# 数据摘录:
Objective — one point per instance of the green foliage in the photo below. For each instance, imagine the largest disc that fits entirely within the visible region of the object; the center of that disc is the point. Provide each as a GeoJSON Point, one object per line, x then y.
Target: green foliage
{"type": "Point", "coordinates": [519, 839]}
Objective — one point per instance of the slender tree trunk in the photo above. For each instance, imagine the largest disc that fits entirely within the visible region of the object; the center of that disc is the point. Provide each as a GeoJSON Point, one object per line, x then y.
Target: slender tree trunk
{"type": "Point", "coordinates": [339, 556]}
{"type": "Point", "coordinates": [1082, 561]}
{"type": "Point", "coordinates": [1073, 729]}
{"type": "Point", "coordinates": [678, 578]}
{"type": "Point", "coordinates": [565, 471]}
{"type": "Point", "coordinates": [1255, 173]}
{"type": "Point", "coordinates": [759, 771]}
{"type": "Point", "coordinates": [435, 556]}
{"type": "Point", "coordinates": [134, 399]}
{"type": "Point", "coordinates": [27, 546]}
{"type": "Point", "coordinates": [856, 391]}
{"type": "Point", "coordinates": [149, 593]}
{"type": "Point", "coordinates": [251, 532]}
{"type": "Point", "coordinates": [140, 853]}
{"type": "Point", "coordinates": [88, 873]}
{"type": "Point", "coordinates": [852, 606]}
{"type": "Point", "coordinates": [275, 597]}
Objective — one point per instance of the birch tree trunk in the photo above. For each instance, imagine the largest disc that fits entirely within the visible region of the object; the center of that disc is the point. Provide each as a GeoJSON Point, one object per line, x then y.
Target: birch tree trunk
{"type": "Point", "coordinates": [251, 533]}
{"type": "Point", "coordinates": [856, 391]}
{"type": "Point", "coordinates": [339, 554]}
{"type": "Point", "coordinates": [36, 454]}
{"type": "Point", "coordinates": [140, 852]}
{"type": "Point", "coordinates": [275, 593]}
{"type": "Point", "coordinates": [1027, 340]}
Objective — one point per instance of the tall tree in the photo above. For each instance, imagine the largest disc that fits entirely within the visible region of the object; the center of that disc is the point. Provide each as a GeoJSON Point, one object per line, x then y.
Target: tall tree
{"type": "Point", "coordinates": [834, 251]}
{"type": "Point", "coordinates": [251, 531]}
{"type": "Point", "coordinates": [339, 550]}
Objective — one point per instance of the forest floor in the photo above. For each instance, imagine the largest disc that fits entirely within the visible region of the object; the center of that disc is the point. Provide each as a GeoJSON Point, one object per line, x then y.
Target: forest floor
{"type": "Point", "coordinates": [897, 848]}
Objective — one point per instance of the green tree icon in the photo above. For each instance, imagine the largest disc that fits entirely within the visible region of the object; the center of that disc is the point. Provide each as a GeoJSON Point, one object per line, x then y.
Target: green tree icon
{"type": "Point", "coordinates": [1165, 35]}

# 任务:
从上面记录中含有“Objective — one point per instance of the tall”的那一行开始，到记录末尾为止，把这些行重新写出，标注要求也要写出。把答案中的每个坐标值按2.3倍缩放，结果四舍五入为整数，恰为0.5时向上取，只写这些行。

# 练习答案:
Objective — one point per instance of the tall tree in the photo above. For each instance, imagine the largest disc that fits entirely within the visible region of the object; the center of that disc is the point. Provide each as a GeoJSON Point, one object per line, x then y.
Target: tall tree
{"type": "Point", "coordinates": [1918, 577]}
{"type": "Point", "coordinates": [577, 1221]}
{"type": "Point", "coordinates": [780, 1265]}
Objective — one point per instance of the forest floor in the photo above. For each instance, imagine the largest disc that fits entirely within the visible region of the object; the center of that disc is the point. Provide each as a GeoJSON Point, one object per line, x then y.
Target: forest floor
{"type": "Point", "coordinates": [2063, 1950]}
Objective — one point per instance of the green tree icon in the photo above. For each instance, imagine the largest disc that fits entirely within the visible region of the object; the center of that disc is the point. Provide each as a GeoJSON Point, one object per line, x then y.
Target: green tree icon
{"type": "Point", "coordinates": [2680, 81]}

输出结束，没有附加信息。